» **TO BE DONE**:
Leave the pictures out and print every record below exactly as it stands.

» **DATA LINES**:
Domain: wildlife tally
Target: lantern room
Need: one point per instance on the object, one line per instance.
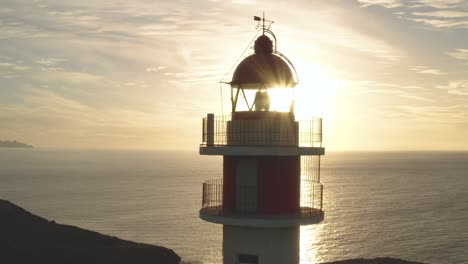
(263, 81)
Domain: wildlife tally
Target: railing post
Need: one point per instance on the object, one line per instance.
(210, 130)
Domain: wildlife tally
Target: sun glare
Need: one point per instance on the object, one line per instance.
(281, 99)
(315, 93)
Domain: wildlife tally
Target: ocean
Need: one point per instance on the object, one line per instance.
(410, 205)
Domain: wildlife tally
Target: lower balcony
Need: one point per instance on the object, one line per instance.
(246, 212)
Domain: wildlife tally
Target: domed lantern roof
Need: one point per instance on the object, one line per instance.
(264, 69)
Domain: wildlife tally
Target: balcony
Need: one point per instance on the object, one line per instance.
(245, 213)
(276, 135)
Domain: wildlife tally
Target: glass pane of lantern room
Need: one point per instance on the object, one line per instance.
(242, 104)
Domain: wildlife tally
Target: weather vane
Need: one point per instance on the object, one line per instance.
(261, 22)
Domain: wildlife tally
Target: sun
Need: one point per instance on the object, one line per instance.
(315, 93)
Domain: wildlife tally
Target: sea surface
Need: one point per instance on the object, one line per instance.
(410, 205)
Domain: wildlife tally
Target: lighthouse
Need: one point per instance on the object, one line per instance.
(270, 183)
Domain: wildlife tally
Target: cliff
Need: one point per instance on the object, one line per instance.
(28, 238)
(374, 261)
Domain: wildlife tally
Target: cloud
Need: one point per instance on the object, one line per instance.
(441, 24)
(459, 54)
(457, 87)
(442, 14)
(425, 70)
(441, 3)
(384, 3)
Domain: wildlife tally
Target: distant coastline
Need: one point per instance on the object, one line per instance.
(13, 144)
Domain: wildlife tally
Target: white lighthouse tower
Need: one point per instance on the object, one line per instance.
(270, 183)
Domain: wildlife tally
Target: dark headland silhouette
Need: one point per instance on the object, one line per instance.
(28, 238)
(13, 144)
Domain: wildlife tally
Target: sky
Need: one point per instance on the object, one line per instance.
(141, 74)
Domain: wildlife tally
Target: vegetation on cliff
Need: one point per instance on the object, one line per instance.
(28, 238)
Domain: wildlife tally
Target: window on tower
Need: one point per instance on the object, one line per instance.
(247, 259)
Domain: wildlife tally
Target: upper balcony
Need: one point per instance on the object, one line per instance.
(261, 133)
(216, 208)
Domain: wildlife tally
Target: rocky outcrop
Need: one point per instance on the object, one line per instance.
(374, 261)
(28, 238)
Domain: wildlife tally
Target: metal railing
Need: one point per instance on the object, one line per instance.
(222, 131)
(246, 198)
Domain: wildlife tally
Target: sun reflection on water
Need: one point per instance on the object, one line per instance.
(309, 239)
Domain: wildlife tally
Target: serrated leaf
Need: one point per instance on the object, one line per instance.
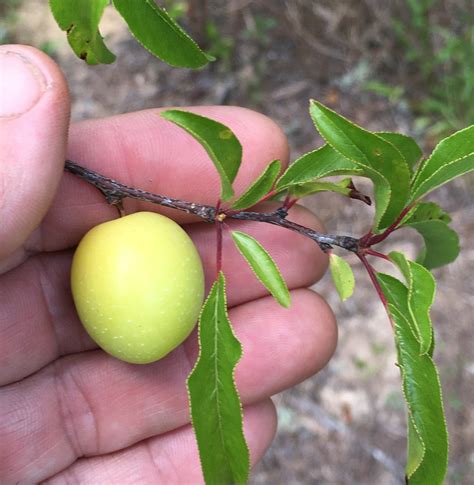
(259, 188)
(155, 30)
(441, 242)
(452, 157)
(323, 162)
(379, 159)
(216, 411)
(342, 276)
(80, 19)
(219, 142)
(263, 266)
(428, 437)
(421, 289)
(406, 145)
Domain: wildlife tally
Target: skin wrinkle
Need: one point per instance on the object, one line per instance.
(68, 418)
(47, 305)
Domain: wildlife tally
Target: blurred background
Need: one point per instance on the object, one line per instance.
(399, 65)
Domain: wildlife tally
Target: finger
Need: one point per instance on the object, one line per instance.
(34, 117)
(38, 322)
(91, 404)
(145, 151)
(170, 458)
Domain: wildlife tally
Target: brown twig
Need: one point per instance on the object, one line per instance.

» **FULL SOLUTION**:
Domain: wildlife tally
Target: lantern room
Need: one point per instance on the object, one line per instance.
(263, 81)
Domain: wildlife tally
Target: railing post
Need: one point per instance on the object, one line per instance.
(210, 130)
Domain: wildlife tally
Target: sun glare
Need: one point per instance on the object, one line per instance.
(281, 99)
(315, 93)
Domain: wildlife tally
Target: ocean
Need: one point per instance on the object, one line per instance.
(410, 205)
Domain: wildlife tally
Target: lower balcony
Need: one point per instance on the object, one line per instance.
(246, 212)
Domain: wildlife tally
Target: domed lantern roof
Need: one point per instance on the object, one line per instance.
(264, 69)
Domain: wildlife tally
Target: balcony
Need: one point per instance on the object, one line per instance.
(245, 213)
(276, 135)
Domain: wildlife tally
Target: glass pane of lantern room
Need: one point per instance on the object, one line per instance.
(242, 104)
Domain: wildlife tally
Target: weather vane
Need: one point per instance on the object, one line per instance.
(261, 22)
Domain: wildlife tally
Target: sun
Need: one point per instance on the object, one line per instance.
(315, 93)
Domain: wildlife tally
Target: sea surface
Need: one point per instance on the object, one line per instance.
(410, 205)
Domain: wildlife tally
Target: lighthouse
Need: one point per instance on the object, one line per instance.
(270, 183)
Domain: wildlife tally
Target: cliff
Need: one point per instance on the object, one line per instance.
(28, 238)
(374, 261)
Domain: wildlife tally
Target: cloud
Need: one point per instance on the object, one line per instance.
(441, 24)
(459, 54)
(457, 87)
(442, 14)
(425, 70)
(441, 3)
(384, 3)
Domain: wildlife tally
Target: distant coastline
Need: one point per instance on the object, one line per instance.
(13, 144)
Domain: wildlife tally
Target: white lighthouse tower
Need: one point per instance on the object, one line per instance.
(270, 183)
Domain: wildlife tally
Target: dark headland silhouette
Need: one point per instance on the object, one line per instance.
(28, 238)
(13, 144)
Domain: wildlife tally
Target: sky
Need: one point per instance on the object, one line per instance.
(141, 74)
Domain: wildlife tally
Target: vegetation on cliff
Need: one point per instance on the object, one line per instance.
(28, 238)
Domain: wildlife tally
Target: window on tower
Need: one point per instance on the object, one line per instance.
(247, 259)
Domain: wildlife tally
Target: upper balcony
Need: one point per instance on the object, one line per instance.
(261, 133)
(216, 208)
Domain: wildlife tally
Target: rocky outcrop
Need: one point per instance on the object, one line per instance.
(374, 261)
(28, 238)
Domain: wildlife tally
Target: metal railing
Need: one point per instance on the object, one line per instance.
(222, 131)
(246, 198)
Domain: wildlife tally
Target: sun reflection on water
Need: one point per instance on the object, one line per instance.
(309, 239)
Domain: wildlife tally
Target: serrated leaf
Need: one point per instance on the object, one line per instance.
(259, 188)
(155, 30)
(441, 242)
(452, 157)
(323, 162)
(379, 159)
(216, 411)
(342, 276)
(80, 19)
(219, 142)
(263, 266)
(428, 437)
(421, 289)
(406, 145)
Domain: wildlife tally
Target: skin wrinkle
Need: one point per instance on the object, one line per instance.
(68, 418)
(47, 305)
Domain: wildlife tally
Target: blurred background
Need: one point per instance on the object, one line per instance.
(399, 65)
Domain: wildlife tally
Target: finger
Need: one point per instance on the object, one line per instance.
(34, 117)
(38, 322)
(91, 404)
(145, 151)
(170, 458)
Domain: wildlife tally
Target: brown twig
Need: one point per instance on the object, one line per instance.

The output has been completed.